Dataset records >>
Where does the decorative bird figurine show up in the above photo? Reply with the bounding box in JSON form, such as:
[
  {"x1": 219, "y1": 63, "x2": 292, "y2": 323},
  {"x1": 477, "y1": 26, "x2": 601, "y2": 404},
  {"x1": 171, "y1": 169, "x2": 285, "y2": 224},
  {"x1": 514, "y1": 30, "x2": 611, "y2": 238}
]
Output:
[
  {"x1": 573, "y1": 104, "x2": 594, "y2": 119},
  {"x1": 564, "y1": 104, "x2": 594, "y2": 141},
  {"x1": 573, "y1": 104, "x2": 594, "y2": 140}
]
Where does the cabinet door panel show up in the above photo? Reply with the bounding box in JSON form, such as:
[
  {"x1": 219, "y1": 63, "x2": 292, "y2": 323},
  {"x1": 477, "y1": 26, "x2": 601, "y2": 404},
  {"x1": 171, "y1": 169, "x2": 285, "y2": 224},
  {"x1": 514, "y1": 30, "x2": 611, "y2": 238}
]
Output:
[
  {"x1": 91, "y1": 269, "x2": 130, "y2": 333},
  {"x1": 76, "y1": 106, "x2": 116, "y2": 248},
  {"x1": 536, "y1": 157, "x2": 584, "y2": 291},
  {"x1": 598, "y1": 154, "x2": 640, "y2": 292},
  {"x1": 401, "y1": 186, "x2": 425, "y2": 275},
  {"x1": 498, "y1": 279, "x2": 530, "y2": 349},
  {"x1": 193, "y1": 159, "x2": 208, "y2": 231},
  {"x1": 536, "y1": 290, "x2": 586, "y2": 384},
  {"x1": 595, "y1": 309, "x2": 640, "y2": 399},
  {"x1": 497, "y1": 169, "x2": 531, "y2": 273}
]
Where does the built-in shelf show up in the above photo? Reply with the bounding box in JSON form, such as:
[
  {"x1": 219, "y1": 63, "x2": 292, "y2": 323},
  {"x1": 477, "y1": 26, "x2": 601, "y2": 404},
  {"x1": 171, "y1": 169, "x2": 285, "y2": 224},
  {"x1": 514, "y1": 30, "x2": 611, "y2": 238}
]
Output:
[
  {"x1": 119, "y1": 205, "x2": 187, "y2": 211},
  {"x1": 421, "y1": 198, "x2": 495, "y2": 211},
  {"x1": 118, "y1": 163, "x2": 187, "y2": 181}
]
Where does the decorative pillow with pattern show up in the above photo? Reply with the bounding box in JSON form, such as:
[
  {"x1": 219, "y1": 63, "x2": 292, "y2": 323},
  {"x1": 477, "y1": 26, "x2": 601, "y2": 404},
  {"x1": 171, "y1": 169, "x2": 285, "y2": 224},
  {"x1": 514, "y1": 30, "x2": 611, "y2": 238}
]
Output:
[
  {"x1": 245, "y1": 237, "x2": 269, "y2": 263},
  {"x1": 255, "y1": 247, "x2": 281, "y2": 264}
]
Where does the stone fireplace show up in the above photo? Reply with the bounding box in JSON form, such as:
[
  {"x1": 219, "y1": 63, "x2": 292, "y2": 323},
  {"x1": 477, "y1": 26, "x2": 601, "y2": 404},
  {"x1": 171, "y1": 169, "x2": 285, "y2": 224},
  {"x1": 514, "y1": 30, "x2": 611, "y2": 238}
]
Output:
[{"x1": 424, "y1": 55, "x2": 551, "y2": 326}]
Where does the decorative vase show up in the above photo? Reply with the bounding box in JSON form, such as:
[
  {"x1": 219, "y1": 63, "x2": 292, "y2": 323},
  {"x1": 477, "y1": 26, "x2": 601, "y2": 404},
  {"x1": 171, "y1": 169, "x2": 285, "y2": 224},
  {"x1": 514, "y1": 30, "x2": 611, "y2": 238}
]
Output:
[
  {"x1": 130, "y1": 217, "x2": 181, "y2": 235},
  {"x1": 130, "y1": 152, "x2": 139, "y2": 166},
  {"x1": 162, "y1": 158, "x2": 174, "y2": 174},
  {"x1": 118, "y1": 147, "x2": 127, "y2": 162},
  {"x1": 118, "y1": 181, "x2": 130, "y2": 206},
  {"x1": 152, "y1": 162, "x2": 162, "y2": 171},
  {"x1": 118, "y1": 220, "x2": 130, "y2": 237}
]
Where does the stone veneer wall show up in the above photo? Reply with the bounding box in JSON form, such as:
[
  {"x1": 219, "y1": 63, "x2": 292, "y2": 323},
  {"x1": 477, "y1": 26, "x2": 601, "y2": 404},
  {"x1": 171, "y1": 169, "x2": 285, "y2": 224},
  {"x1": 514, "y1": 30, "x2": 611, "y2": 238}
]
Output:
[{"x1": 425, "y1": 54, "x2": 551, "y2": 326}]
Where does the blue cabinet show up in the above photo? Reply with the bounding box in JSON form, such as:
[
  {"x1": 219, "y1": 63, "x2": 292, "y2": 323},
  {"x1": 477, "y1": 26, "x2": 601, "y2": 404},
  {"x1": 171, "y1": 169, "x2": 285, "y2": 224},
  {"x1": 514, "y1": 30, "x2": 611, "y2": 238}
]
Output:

Task instructions >>
Copy out the entries above again, keeping them exact.

Task result >>
Where does the decorative bird figurine show up in the above photo? Reply with the bounding box in JSON form, such as:
[
  {"x1": 219, "y1": 63, "x2": 292, "y2": 323},
  {"x1": 477, "y1": 26, "x2": 601, "y2": 404},
  {"x1": 171, "y1": 169, "x2": 285, "y2": 224},
  {"x1": 514, "y1": 30, "x2": 611, "y2": 238}
]
Output:
[
  {"x1": 573, "y1": 104, "x2": 594, "y2": 119},
  {"x1": 564, "y1": 104, "x2": 594, "y2": 141},
  {"x1": 573, "y1": 104, "x2": 594, "y2": 140}
]
Where does the cabinet door panel show up in the above photo? Reply with the bounding box in JSON form, such as:
[
  {"x1": 219, "y1": 63, "x2": 292, "y2": 323},
  {"x1": 477, "y1": 26, "x2": 601, "y2": 404},
  {"x1": 171, "y1": 169, "x2": 285, "y2": 224},
  {"x1": 514, "y1": 30, "x2": 611, "y2": 238}
]
Output:
[
  {"x1": 91, "y1": 269, "x2": 130, "y2": 333},
  {"x1": 76, "y1": 106, "x2": 116, "y2": 248},
  {"x1": 536, "y1": 157, "x2": 584, "y2": 291},
  {"x1": 598, "y1": 154, "x2": 640, "y2": 292},
  {"x1": 401, "y1": 186, "x2": 425, "y2": 275},
  {"x1": 498, "y1": 279, "x2": 530, "y2": 349},
  {"x1": 193, "y1": 159, "x2": 208, "y2": 231},
  {"x1": 536, "y1": 290, "x2": 586, "y2": 384},
  {"x1": 595, "y1": 309, "x2": 640, "y2": 399},
  {"x1": 497, "y1": 169, "x2": 531, "y2": 273}
]
Where does the built-in shelf show up in the above photo? Reply with the bounding box in JSON form, such as:
[
  {"x1": 219, "y1": 63, "x2": 292, "y2": 323},
  {"x1": 477, "y1": 26, "x2": 601, "y2": 404},
  {"x1": 171, "y1": 169, "x2": 285, "y2": 224},
  {"x1": 514, "y1": 30, "x2": 611, "y2": 238}
]
Output:
[
  {"x1": 119, "y1": 205, "x2": 187, "y2": 211},
  {"x1": 421, "y1": 198, "x2": 495, "y2": 211},
  {"x1": 118, "y1": 163, "x2": 187, "y2": 181}
]
Where does the decorative pillow with pattern show up in the above photo? Reply with the bounding box in JSON form, such as:
[
  {"x1": 219, "y1": 63, "x2": 292, "y2": 323},
  {"x1": 477, "y1": 26, "x2": 601, "y2": 404},
  {"x1": 171, "y1": 169, "x2": 285, "y2": 224},
  {"x1": 514, "y1": 30, "x2": 611, "y2": 238}
]
Output:
[
  {"x1": 245, "y1": 237, "x2": 269, "y2": 263},
  {"x1": 255, "y1": 247, "x2": 281, "y2": 264}
]
Where does the stone fireplace show up in the above photo? Reply with the bounding box in JSON form, such as:
[
  {"x1": 219, "y1": 63, "x2": 292, "y2": 323},
  {"x1": 477, "y1": 26, "x2": 601, "y2": 404},
  {"x1": 171, "y1": 169, "x2": 285, "y2": 224},
  {"x1": 514, "y1": 30, "x2": 611, "y2": 238}
]
Output:
[{"x1": 424, "y1": 55, "x2": 551, "y2": 326}]
Where does the decorative vase show up in the above photo? Reply with the bounding box in JSON form, such as:
[
  {"x1": 219, "y1": 63, "x2": 292, "y2": 323},
  {"x1": 477, "y1": 26, "x2": 601, "y2": 404},
  {"x1": 171, "y1": 169, "x2": 285, "y2": 224},
  {"x1": 514, "y1": 30, "x2": 611, "y2": 238}
]
Output:
[
  {"x1": 130, "y1": 217, "x2": 181, "y2": 235},
  {"x1": 130, "y1": 152, "x2": 139, "y2": 166},
  {"x1": 162, "y1": 158, "x2": 174, "y2": 174},
  {"x1": 118, "y1": 147, "x2": 127, "y2": 162},
  {"x1": 118, "y1": 181, "x2": 130, "y2": 206},
  {"x1": 152, "y1": 162, "x2": 162, "y2": 171},
  {"x1": 118, "y1": 220, "x2": 130, "y2": 237}
]
Where does the stone veneer wall show up in the above photo? Reply with the bounding box in JSON form, such as:
[
  {"x1": 219, "y1": 63, "x2": 292, "y2": 323},
  {"x1": 477, "y1": 26, "x2": 601, "y2": 404},
  {"x1": 171, "y1": 169, "x2": 285, "y2": 224},
  {"x1": 514, "y1": 30, "x2": 611, "y2": 238}
]
Output:
[{"x1": 425, "y1": 54, "x2": 551, "y2": 326}]
Where does the blue cabinet show up in the above photo? Reply with the bounding box in JSON form, such as:
[
  {"x1": 219, "y1": 63, "x2": 292, "y2": 323},
  {"x1": 477, "y1": 26, "x2": 601, "y2": 404},
  {"x1": 171, "y1": 169, "x2": 285, "y2": 224},
  {"x1": 514, "y1": 30, "x2": 611, "y2": 238}
]
Output:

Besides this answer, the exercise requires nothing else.